Agriculture de l'UE et changement climatique

2009/2157(INI)

OBJECTIF : évaluer les principales conséquences du changement climatique sur l’agriculture dans l’Union européenne.

CONTENU : le livre blanc sur l’adaptation au changement climatique établit un cadre d’action européen dont l’objectif est d’améliorer la résilience de l’Europe au changement climatique, l’accent étant mis sur la nécessité d’intégrer l’adaptation dans l’ensemble des grandes politiques européennes et de renforcer la coopération à tous les niveaux de gouvernance.

Venant compléter le livre blanc, le présent document de travail résume les principales conséquences du changement climatique sur l’agriculture dans l’Union européenne, examine les besoins en matière d’adaptation, décrit les implications pour la PAC et explore les orientations qui pourraient être données à l’action future. Il vise à faire davantage participer les États membres et le monde agricole au débat et à l’action à mener en ce qui concerne les besoins d’adaptation résultant des pressions climatiques.

§ OBJECTIF 1: D'après l'extrait, quel est l'objectif du document de travail ?
§ OBJECTIF 2: Rédigez la suite de l'extrait sur l'agriculture européenne et le changement climatique, à partir de sa dernière phrase.
Les lignes ci-dessous proviennent d'une autre source.

§ DONNÉES EXTRAITES:
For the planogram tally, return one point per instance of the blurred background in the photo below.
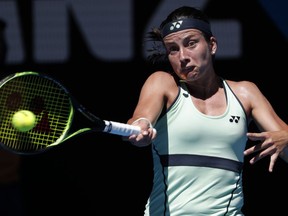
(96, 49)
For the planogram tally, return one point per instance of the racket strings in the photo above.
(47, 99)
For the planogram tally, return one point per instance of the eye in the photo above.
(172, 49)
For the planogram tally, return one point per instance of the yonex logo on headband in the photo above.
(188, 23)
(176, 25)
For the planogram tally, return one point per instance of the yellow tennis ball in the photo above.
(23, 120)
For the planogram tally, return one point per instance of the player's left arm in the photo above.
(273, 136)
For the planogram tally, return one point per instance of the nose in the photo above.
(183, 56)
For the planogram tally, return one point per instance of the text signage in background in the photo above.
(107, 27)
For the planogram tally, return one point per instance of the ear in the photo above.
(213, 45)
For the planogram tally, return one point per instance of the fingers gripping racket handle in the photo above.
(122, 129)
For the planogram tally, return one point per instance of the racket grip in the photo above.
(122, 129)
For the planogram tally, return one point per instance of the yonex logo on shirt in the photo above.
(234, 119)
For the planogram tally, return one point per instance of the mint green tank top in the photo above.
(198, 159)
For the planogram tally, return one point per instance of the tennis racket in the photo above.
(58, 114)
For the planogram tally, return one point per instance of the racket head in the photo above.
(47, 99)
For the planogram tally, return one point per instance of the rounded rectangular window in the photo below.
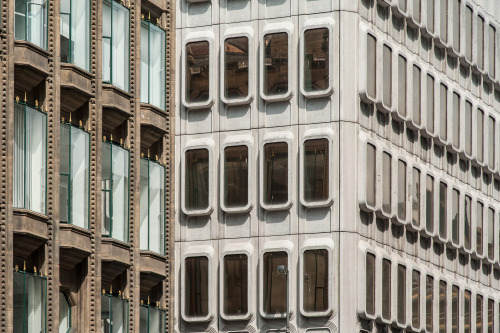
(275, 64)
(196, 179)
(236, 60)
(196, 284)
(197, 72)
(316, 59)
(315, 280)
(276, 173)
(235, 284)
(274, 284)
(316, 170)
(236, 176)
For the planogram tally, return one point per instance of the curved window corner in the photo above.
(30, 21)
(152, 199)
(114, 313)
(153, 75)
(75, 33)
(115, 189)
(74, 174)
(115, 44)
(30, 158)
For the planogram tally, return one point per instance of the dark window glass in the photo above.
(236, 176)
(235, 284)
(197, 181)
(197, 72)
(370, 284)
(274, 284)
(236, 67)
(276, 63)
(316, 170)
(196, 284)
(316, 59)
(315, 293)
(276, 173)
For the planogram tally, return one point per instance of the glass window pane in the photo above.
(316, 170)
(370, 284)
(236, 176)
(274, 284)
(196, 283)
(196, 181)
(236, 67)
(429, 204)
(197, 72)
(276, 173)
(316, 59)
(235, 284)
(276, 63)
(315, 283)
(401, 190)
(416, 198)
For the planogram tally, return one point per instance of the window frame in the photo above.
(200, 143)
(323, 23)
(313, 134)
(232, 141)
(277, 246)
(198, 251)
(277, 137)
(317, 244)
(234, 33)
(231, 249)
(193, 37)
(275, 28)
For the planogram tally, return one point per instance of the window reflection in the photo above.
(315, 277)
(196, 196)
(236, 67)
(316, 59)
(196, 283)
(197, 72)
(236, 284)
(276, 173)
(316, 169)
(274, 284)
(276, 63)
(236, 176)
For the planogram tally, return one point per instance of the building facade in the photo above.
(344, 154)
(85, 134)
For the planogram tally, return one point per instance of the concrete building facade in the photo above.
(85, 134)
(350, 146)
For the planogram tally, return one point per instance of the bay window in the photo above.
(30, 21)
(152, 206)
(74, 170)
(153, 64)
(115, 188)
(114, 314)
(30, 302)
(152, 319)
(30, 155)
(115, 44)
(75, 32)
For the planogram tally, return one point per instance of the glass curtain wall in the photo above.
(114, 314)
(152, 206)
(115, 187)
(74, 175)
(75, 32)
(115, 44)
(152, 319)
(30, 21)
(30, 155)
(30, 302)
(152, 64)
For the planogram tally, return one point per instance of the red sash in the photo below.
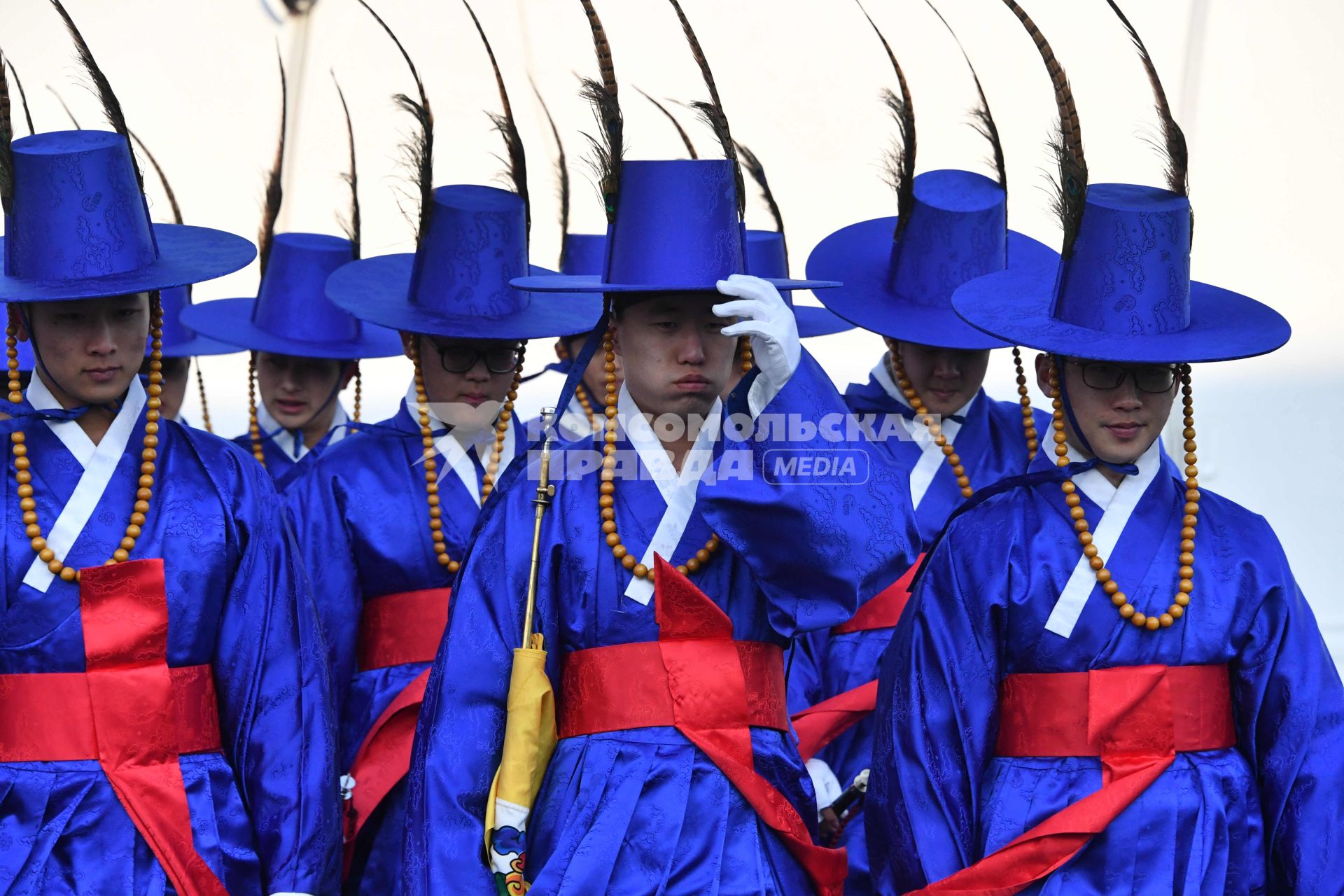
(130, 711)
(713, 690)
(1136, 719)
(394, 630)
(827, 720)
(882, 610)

§ CORRIGÉ 1: Évaluer les principales conséquences du changement climatique sur l'agriculture dans l'Union européenne.

§ CORRIGÉ 2:
Le document souligne que le changement climatique exigera des agriculteurs qu’ils s’adaptent alors même qu’ils sont exhortés à réduire les émissions de gaz à effet de serre produites au niveau des exploitations et à améliorer les performances environnementales de l’agriculture.

La mise au point d’une réponse globale, évoluant progressivement, au changement climatique est nécessaire pour que l’agriculture de l’Union européenne conserve sa compétitivité de manière à pouvoir continuer à jouer son rôle de fournisseur de denrées alimentaires de haute qualité et de prestataire de services préservant l’environnement et le paysage, et à contribuer au développement durable des zones rurales de l’UE. Le changement climatique ajoute également une nouvelle dimension au problème de la sécurité alimentaire.

Selon la Commission, les orientations qui pourraient être données à l’action futures sont les suivantes :

1°) Donner la priorité aux mesures dites «sans regret» : en raison des incertitudes inhérentes à la situation, la manière de procéder la plus efficace sur le plan des coûts est de donner la priorité aux solutions d’adaptation dites «sans regret». Dans le secteur agricole, le but est d’améliorer la résilience des écosystèmes agricoles grâce à une utilisation plus durable des ressources naturelles, en particulier de l’eau et du sol.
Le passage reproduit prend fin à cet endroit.